_READING TEXT:_
- - -
Understanding our own bias and those of others can allow for new departure points within conversations and build bridges to more engaged storytelling and narrative or literary based inquiry. This project strives to illuminate the heart of an issue or point of view, and that place between science, fact, and embedded beliefs. Do we have the capacity to disagree with someone in a way that isn’t designed to shut them down? Can we find a common language around values and beliefs around particular issues that open up a conversation? Can we learn to speak to communities that can’t speak to each other and fill what Andrew Hoffman calls those “structural holes,” where we can build bridges and understanding? This project will allow me to explore how we build those bridges in our conversations and interviews.
- - -
_EXERCISE DATA:_
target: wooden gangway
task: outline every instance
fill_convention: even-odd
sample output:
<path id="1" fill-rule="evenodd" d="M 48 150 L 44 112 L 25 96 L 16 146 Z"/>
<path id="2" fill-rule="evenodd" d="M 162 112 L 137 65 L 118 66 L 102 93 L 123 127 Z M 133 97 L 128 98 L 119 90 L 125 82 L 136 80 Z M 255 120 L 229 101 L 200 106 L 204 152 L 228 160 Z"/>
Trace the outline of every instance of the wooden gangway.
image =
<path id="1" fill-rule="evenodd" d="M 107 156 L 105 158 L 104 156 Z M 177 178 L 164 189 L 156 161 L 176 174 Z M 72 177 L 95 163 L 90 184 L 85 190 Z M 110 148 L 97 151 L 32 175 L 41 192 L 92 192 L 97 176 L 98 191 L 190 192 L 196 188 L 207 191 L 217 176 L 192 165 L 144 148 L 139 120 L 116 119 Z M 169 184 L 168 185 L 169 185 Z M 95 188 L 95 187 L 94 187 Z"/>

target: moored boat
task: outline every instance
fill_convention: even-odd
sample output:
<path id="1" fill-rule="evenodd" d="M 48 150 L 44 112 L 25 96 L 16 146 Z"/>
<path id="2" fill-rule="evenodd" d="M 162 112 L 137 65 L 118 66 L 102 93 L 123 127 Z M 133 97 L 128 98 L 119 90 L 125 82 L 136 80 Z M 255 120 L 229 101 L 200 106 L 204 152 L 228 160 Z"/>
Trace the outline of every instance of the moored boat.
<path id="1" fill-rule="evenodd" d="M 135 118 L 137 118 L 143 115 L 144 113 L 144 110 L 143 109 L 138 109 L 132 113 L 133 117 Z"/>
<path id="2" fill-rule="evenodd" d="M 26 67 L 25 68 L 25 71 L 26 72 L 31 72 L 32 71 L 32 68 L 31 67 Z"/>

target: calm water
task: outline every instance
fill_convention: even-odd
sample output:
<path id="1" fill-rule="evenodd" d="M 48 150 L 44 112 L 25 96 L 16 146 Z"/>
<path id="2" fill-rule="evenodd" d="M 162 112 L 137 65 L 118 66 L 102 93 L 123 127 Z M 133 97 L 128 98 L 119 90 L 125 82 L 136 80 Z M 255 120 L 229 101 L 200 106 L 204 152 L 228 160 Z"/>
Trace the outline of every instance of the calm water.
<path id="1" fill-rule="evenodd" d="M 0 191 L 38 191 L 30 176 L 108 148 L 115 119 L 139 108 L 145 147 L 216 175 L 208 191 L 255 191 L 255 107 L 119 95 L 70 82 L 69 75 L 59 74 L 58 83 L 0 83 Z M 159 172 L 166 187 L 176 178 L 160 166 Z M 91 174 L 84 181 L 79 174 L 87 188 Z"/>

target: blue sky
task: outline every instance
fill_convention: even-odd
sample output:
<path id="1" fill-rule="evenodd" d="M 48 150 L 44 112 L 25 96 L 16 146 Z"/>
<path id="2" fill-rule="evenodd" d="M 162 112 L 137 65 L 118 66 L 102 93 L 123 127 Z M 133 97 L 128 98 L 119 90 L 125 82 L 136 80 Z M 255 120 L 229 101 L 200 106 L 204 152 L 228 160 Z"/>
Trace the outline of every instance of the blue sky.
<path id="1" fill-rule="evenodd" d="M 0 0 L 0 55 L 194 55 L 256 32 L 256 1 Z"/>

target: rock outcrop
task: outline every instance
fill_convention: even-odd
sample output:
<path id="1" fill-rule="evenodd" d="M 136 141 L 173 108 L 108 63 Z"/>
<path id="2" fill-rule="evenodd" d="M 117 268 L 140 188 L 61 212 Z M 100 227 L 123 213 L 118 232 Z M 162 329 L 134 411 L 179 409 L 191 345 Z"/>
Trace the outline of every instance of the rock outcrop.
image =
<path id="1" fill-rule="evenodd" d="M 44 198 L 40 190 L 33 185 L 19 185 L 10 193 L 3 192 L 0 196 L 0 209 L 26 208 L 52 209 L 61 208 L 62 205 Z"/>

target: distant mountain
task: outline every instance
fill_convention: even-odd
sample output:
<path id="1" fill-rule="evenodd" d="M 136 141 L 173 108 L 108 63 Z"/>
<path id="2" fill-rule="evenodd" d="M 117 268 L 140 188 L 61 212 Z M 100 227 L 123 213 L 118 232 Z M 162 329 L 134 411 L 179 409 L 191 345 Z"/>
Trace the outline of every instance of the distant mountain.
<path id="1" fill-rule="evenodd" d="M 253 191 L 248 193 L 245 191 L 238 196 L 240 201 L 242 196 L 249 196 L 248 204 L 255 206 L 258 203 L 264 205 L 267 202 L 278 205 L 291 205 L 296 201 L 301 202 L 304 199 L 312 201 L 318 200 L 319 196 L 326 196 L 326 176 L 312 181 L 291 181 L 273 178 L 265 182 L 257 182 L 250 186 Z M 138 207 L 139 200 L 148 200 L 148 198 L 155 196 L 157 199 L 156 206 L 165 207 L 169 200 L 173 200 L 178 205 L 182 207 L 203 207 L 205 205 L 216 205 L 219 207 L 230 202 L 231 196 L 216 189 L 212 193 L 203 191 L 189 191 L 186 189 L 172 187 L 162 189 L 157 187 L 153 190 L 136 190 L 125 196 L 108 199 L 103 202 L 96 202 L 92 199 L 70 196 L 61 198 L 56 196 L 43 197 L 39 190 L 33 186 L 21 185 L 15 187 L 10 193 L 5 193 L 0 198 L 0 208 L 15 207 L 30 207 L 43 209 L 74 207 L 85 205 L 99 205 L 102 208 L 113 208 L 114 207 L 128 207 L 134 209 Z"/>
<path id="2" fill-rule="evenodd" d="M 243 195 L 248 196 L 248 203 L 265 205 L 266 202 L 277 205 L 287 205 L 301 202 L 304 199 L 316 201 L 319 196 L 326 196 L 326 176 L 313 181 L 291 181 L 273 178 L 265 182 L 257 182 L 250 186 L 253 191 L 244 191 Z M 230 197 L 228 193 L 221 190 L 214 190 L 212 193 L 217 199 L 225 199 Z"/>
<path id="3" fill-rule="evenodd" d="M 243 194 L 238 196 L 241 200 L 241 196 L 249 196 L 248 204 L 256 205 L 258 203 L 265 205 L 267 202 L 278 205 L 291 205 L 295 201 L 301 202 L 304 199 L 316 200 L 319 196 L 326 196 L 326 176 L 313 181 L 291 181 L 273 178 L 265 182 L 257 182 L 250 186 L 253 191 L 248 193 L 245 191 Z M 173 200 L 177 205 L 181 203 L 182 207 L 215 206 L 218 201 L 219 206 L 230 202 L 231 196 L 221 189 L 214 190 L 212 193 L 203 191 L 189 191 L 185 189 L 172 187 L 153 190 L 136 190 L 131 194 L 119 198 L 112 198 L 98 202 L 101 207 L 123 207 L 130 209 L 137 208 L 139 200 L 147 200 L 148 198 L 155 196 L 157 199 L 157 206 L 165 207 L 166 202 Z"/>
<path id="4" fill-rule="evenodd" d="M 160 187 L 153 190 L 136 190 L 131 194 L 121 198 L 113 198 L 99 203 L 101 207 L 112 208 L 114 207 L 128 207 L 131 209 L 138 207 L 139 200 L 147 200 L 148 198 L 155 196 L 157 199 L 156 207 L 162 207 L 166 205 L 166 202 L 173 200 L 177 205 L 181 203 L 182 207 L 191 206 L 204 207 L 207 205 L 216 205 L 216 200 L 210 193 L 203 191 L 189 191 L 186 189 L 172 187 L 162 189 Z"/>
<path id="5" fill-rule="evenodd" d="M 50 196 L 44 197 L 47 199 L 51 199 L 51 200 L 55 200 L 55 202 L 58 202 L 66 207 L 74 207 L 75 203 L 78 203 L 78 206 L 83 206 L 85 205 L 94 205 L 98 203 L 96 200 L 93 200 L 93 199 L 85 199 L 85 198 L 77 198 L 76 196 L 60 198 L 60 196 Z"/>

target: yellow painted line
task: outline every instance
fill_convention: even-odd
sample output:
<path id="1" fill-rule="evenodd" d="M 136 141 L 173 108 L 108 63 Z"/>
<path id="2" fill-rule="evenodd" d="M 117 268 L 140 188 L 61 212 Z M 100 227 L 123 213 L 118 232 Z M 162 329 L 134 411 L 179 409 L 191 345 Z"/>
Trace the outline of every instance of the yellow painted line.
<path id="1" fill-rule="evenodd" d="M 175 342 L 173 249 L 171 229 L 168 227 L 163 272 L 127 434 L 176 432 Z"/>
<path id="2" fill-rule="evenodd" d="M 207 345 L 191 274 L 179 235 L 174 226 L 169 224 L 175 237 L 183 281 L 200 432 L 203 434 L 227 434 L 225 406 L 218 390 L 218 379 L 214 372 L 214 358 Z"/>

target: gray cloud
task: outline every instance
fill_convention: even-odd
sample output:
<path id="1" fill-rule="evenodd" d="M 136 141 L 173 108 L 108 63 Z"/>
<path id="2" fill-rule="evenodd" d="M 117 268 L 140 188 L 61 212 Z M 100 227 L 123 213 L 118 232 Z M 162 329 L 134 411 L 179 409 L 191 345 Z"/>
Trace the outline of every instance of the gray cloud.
- - -
_STATED TASK A:_ Please extract everything from "Understanding our own" down to "conversations and interviews." in the passage on bias and bridges, word for word.
_STATED TASK B:_ In the rows, copy everything from the line containing "target: distant mountain" down to the line containing "243 195 L 248" exactly, both lines included, and nothing else.

_SOLUTION A:_
Understanding our own bias and those of others can allow for new departure points within conversations and build bridges to more engaged storytelling and narrative or literary based inquiry. This project strives to illuminate the heart of an issue or point of view, and that place between science, fact, and embedded beliefs. Do we have the capacity to disagree with someone in a way that isn’t designed to shut them down? Can we find a common language around values and beliefs around particular issues that open up a conversation? Can we learn to speak to communities that can’t speak to each other and fill what Andrew Hoffman calls those “structural holes,” where we can build bridges and understanding? This project will allow me to explore how we build those bridges in our conversations and interviews.

_SOLUTION B:_
target: distant mountain
task: outline every instance
fill_convention: even-odd
sample output:
<path id="1" fill-rule="evenodd" d="M 136 141 L 173 108 L 108 63 Z"/>
<path id="2" fill-rule="evenodd" d="M 117 268 L 140 188 L 61 212 Z M 100 227 L 123 213 L 118 232 Z M 162 329 L 134 411 L 179 409 L 191 345 Z"/>
Trace the outline of every instance of the distant mountain.
<path id="1" fill-rule="evenodd" d="M 253 191 L 248 193 L 245 191 L 238 196 L 240 201 L 242 196 L 249 196 L 248 204 L 255 206 L 258 203 L 264 205 L 267 202 L 278 205 L 291 205 L 296 201 L 301 202 L 304 199 L 312 201 L 318 200 L 319 196 L 326 196 L 326 176 L 312 181 L 291 181 L 273 178 L 265 182 L 257 182 L 250 186 Z M 138 207 L 139 200 L 148 200 L 148 198 L 155 196 L 157 199 L 156 206 L 165 207 L 169 200 L 173 200 L 178 205 L 182 207 L 203 207 L 205 205 L 216 205 L 219 207 L 230 202 L 231 196 L 216 189 L 212 193 L 203 191 L 189 191 L 186 189 L 172 187 L 162 189 L 157 187 L 153 190 L 136 190 L 125 196 L 108 199 L 103 202 L 96 202 L 92 199 L 70 196 L 61 198 L 56 196 L 43 197 L 39 190 L 33 186 L 21 185 L 15 187 L 10 193 L 5 193 L 0 198 L 0 208 L 15 207 L 30 207 L 43 209 L 74 207 L 85 205 L 99 205 L 102 208 L 113 208 L 114 207 L 128 207 L 134 209 Z"/>
<path id="2" fill-rule="evenodd" d="M 243 195 L 248 196 L 248 203 L 265 205 L 266 202 L 277 205 L 287 205 L 301 202 L 304 199 L 316 201 L 319 196 L 326 196 L 326 176 L 313 181 L 291 181 L 273 178 L 265 182 L 257 182 L 250 186 L 253 191 L 244 191 Z M 230 197 L 228 193 L 221 190 L 214 190 L 212 193 L 217 199 L 225 199 Z"/>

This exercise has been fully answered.